Search

How to create a zero-shot learning text classifier using Hugging Face & Streamlit!

Updated: May 15

Hey Streamliters!


Today I'm excited to have the opportunity to contribute to the 30DaysofStreamlit challenge via this hands-on tutorial! 🎈


What are we building?


We will create a zero-shot learning text classifier using Hugging Face's API inference and Distilbart!


With it you will have the mighty power to classify keyphrases on-the-fly, fast, and without any ML training!


You can set these labels dynamically to anything, e.g.:

  • 'Positive', 'Negative' and 'Neutral' for sentiment analysis

  • 'Angry', 'Happy', 'Emotional' for emotion analysis

  • 'Navigational', 'Transactional', 'Informational' for intent classification purposes

  • Your product range (bags, shoes, boots etc.)

You decide!


Excited? Let's dive in!


🎲 Want to jump right in? Try the app here or access the code on Github here!



A quick word about Zero-shot learning


Zero-shot learning (ZSL) differs from traditional machine learning methods as it deals with the ability to recognise objects *without* any training samples.


Yet it can build and train models efficiently with the help of transferring intelligence from previously seen categories and auxiliary information. If you want to learn more about ZSL, you can read more here.


Today we will be using ZSL via the excellent HuggingFace API Inference API.


There are many benefits of leveraging the HuggingFace inference API:

  • You can access 20,000+ state-of-the-art Transformer models via a simple API call!

_Recorded information:_

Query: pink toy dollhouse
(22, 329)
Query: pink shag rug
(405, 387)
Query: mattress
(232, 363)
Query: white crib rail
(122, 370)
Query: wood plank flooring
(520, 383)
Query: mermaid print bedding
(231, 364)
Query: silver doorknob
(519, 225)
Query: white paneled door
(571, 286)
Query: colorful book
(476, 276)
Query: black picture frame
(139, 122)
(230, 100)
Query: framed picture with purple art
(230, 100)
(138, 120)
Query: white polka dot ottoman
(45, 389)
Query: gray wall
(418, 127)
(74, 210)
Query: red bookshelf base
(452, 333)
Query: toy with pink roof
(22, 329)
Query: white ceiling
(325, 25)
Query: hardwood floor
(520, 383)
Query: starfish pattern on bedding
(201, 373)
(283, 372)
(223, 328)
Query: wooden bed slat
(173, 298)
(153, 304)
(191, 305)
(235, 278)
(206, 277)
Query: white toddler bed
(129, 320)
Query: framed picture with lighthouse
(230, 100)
==
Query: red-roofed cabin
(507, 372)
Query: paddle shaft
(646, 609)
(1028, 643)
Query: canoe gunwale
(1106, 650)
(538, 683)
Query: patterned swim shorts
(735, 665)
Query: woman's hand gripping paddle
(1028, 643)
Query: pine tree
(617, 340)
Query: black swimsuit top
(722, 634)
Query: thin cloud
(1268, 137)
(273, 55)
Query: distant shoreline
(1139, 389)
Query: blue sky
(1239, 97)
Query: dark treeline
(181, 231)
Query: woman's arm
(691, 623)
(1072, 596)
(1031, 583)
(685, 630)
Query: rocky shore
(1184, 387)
==
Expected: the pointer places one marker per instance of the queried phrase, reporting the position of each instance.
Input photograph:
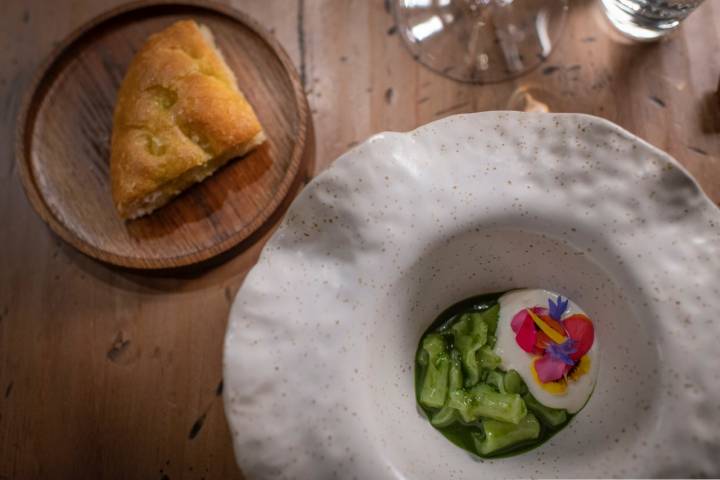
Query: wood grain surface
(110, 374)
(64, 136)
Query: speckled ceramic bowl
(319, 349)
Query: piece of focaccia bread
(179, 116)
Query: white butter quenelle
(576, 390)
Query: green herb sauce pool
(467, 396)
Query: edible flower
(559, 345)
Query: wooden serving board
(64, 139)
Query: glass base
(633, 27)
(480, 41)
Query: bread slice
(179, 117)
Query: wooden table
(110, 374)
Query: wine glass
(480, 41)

_Objective:_
According to the zero-shot classifier tutorial, how can zero-shot learning build and train models efficiently when it has no training samples? Answer in one to three sentences.

_Result:_
Unlike traditional machine learning methods, zero-shot learning recognizes objects without any training samples. It can still build and train models efficiently by transferring intelligence from previously seen categories and auxiliary information.